**EJERCICIO:**
¿Puedes continuar el análisis sobre el mestizaje en la obra de Gutiérrez, a partir de su última oración?

**PASAJE CITADO:**
+ + + + +
Teniendo en cuenta estas particularidades del caso cubano, resulta difícil concluir fácilmente que Gutiérrez se alinea tan sólo a una tradición de larga data al proponer una relación indisoluble entre lo nacional y lo mestizo. Sin embargo, resulta evidente que una definición tan armoniosa y poco problemática de mestizaje como la que pudimos reconocer en la propuesta de Gutiérrez es la que le permite al narrador autoafirmarse y reconocerse como representante de un ser nacional característico:
Yo soy mestizo, de sangre, de cultura, de sicología, de espíritu (...) Dentro de mí suenan al mismo tiempo Beethoven y los tambores yorubá, Hemingway, Kafka y los relatos orales que me hacía mi abuelo de las islas Canarias y una negra vieja que fue esclava en aquella finca de Pinar del Río y siempre se refería a espíritus y muertos africanos ancestrales.
Ser mestizo es vivir en el caos y la alucinación de esa mezcla fascinante que acabo de esbozar. Quizá por eso los cubanos siempre somos delirantes
(2007, 60)Como esta cita permite entrever, el supuesto equilibrio otorgado por la simultaneidad de elementos que conviven en un mismo cuerpo comienza a desgajarse cuando advertimos qué elementos se destacan de las dos “razas” que componen la “delirante” mezcla cubana. La precisión de nombres de una cultura blanca prestigiosa contrasta con el anonimato e imprecisión de los representantes de la cultura negra, que sólo cuentan con una referencia común: el tambor y la religión (si tomamos lo “yorubá” en su sentido restringido). Al mismo tiempo, aunque ambos sean rescatados por su aporte oral, otras desigualdades se deslizan en el contrapunto entre la declaración de un vínculo familiar (el abuelo español) y la alusión a una mujer anónima que sólo existe como fuente de historias de antepasados que no son propios (la negra vieja que cuenta con un pasado de esclavización). Pero, además, la armonía de esta afirmación comienza a fracturarse cuando a lo largo del texto el propio narrador debe admitir, por ejemplo, que está en un “... país machista, racista, verticalista y autoritario” (2007, 94)”; o cuando a pesar de no “querer enjuiciar ni juzgar” (60) él mismo deja en evidencia sus propias valoraciones que esconden matrices de jerarquías sociales y, por qué no raciales, si pensamos en la distribución histórica de los cuerpos, los saberes y culturas. Por ejemplo, cuando en uno de sus viajes, el narrador, un escuchador de música clásica, ve perturbada su tranquilidad con una de las músicas más populares de la isla: “… pone reguetón a todo volumen. Es insoportable. La necesidad del ruido, necesitan entorpecer la mente. El sol apenas ha salido y ya me rompen los tímpanos con esa música repetitiva y absurda” (67). De igual manera, esto ocurre cuando manifiesta su empatía con la travesti Babi que visita en Guanabacoa: “Es un barrio de los arrabales. Todos los barrios son así. Reguetón sobre todo. Babi se disculpa, un poco apenada tal vez de vivir en un lugar demasiado vulgar” (166).
+ + + + +
**DATOS MOSTRADOS:**
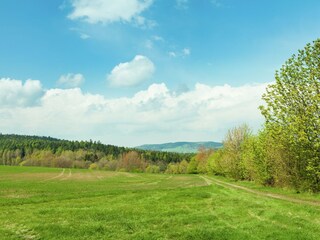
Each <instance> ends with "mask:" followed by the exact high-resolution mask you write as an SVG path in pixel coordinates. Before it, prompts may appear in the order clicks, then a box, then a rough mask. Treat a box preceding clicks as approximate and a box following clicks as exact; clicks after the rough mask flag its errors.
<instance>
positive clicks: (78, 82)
mask: <svg viewBox="0 0 320 240" xmlns="http://www.w3.org/2000/svg"><path fill="white" fill-rule="evenodd" d="M83 82H84V76H83V75H82V74H80V73H77V74H73V73H68V74H65V75H62V76H60V78H59V80H58V84H59V85H60V86H63V87H66V88H75V87H79V86H80V85H81V84H82V83H83Z"/></svg>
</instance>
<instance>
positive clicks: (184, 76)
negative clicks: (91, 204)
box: [0, 0, 320, 146]
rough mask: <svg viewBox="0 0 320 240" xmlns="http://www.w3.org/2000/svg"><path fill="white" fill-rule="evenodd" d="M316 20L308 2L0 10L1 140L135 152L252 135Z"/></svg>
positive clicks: (313, 39) (56, 7) (71, 0)
mask: <svg viewBox="0 0 320 240" xmlns="http://www.w3.org/2000/svg"><path fill="white" fill-rule="evenodd" d="M319 12H320V2H319V1H317V0H305V1H302V0H291V1H289V0H281V1H278V0H268V1H267V0H242V1H239V0H117V1H115V0H50V1H43V0H30V1H21V0H2V1H1V3H0V31H1V38H0V66H1V67H0V120H1V121H0V122H1V123H0V132H3V133H9V132H10V133H21V134H39V135H51V136H55V137H61V138H68V139H90V138H92V139H96V140H98V139H99V140H102V141H103V142H105V143H112V144H119V145H126V146H134V145H136V144H141V143H151V142H152V143H159V142H166V141H180V140H188V141H199V140H217V141H220V140H222V139H223V135H224V134H225V132H226V131H227V129H228V128H230V127H233V126H234V125H237V124H240V123H242V122H247V123H249V124H250V125H251V126H252V127H253V128H254V129H258V128H259V126H260V125H261V124H262V122H263V121H262V118H261V116H260V114H259V111H258V110H257V106H258V105H259V104H261V102H260V95H261V94H262V92H263V91H264V87H265V84H267V83H268V82H271V81H272V80H273V75H274V72H275V70H276V69H279V68H280V67H281V65H282V64H283V63H284V61H285V60H286V59H287V58H288V57H290V56H291V55H292V54H293V53H295V52H296V51H297V50H298V49H300V48H302V47H303V46H304V45H305V44H306V43H307V42H311V41H312V40H314V39H316V38H318V37H319V36H320V29H319V27H318V26H320V18H319V17H318V16H319ZM69 115H70V116H69ZM18 116H25V117H22V119H23V121H22V120H19V119H18Z"/></svg>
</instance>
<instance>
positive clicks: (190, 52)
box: [182, 48, 191, 56]
mask: <svg viewBox="0 0 320 240" xmlns="http://www.w3.org/2000/svg"><path fill="white" fill-rule="evenodd" d="M182 53H183V55H184V56H189V55H190V54H191V50H190V49H189V48H184V49H183V50H182Z"/></svg>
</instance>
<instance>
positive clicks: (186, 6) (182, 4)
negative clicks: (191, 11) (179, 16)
mask: <svg viewBox="0 0 320 240" xmlns="http://www.w3.org/2000/svg"><path fill="white" fill-rule="evenodd" d="M188 7H189V0H176V8H178V9H183V10H185V9H188Z"/></svg>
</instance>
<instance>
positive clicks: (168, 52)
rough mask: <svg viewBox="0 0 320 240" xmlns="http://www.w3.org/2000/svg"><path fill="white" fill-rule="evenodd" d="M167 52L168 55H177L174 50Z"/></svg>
mask: <svg viewBox="0 0 320 240" xmlns="http://www.w3.org/2000/svg"><path fill="white" fill-rule="evenodd" d="M168 54H169V56H170V57H176V56H177V54H176V53H175V52H172V51H171V52H168Z"/></svg>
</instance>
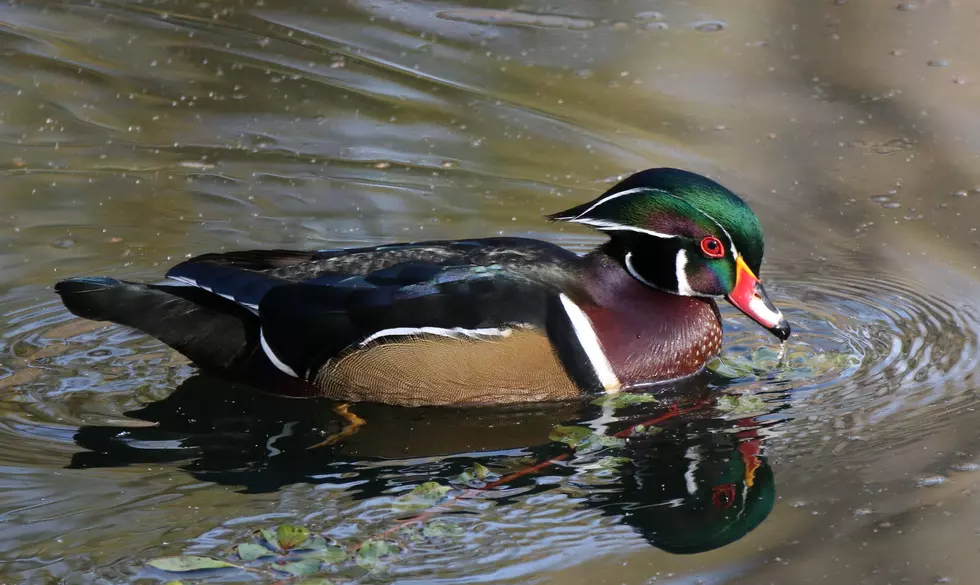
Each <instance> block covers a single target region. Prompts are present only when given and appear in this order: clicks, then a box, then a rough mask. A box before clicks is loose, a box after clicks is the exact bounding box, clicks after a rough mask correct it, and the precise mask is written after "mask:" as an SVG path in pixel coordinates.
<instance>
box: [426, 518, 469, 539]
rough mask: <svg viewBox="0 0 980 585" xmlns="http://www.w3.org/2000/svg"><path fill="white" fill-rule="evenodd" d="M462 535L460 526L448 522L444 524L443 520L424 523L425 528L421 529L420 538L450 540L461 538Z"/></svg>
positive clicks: (444, 523) (461, 532)
mask: <svg viewBox="0 0 980 585" xmlns="http://www.w3.org/2000/svg"><path fill="white" fill-rule="evenodd" d="M462 534H463V527H462V526H457V525H455V524H450V523H449V522H445V521H443V520H433V521H432V522H426V524H425V526H423V527H422V536H424V537H426V538H452V537H456V536H461V535H462Z"/></svg>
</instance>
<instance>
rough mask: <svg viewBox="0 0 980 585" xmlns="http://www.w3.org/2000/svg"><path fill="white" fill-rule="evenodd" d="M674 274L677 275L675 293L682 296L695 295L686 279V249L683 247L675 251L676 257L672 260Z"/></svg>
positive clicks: (692, 290)
mask: <svg viewBox="0 0 980 585" xmlns="http://www.w3.org/2000/svg"><path fill="white" fill-rule="evenodd" d="M674 275H675V276H676V277H677V294H679V295H681V296H683V297H693V296H695V294H696V293H695V292H694V289H693V288H691V283H690V282H688V280H687V250H685V249H684V248H681V249H680V250H678V251H677V258H676V259H675V260H674Z"/></svg>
+ + + + +
**RESPUESTA:**
El mestizaje cubano se presenta con mayor claridad en la obra cuando se habla de sincretismo religioso. Varios pasajes están destinados a remarcar este tipo de relación advirtiendo las equivalencias existentes entre santos o personajes bíblicos y orixas: San Lázaro y Babalú Ayé (85), Francisco de Asís y Orula (95), la Virgen negra o Virgen de Regla y Yemayá (153-154). Sin embargo, la mezcla se torna menos homogénea cuando en boca del narrador o de alguno de los personajes nos encontramos frente a concepciones claramente sexualizadas sobre la raza, con expresiones del tipo: “son dos negras hermosas”, “te quedaste bobo con esa mulatica”, “dando mordiditas en los pezones de las mulatas sabrosonas” (132), “era un indio negro, más bien feo, musculoso, pero con un aparato descomunal. Le colgaba hasta la rodilla” (150). Esto acontece incluso cuando se destacan atributos intelectuales del sujeto en cuestión: “Es una negra grande, saludable y sonriente, avispada y despierta. Con pechos voluminosos” (21). En ocasiones, el elemento racial emerge como criterio de valoración y de acción en determinadas situaciones, aunque sean cuestionadas: “-Y a ustedes les gustan las negras. ¡Están del carajo! / No jodas Anselmo. Vas a ponerte con ese racismo a estas alturas?” (66); y otras veces resulta el elemento ineludible de una anécdota: “si eras negro, no te dejaban entrar. Sólo aceptaban a blancos, bien vestidos, que se pusiera de manifiesto a simple vista que eran personas ‘decentes y correctas’. Al parecer nosotros cumplíamos los requisitos” (106)”. La desigualdad y la diferencia racial aparecen una y otra vez minando la supuesta armonía del mestizaje cubano.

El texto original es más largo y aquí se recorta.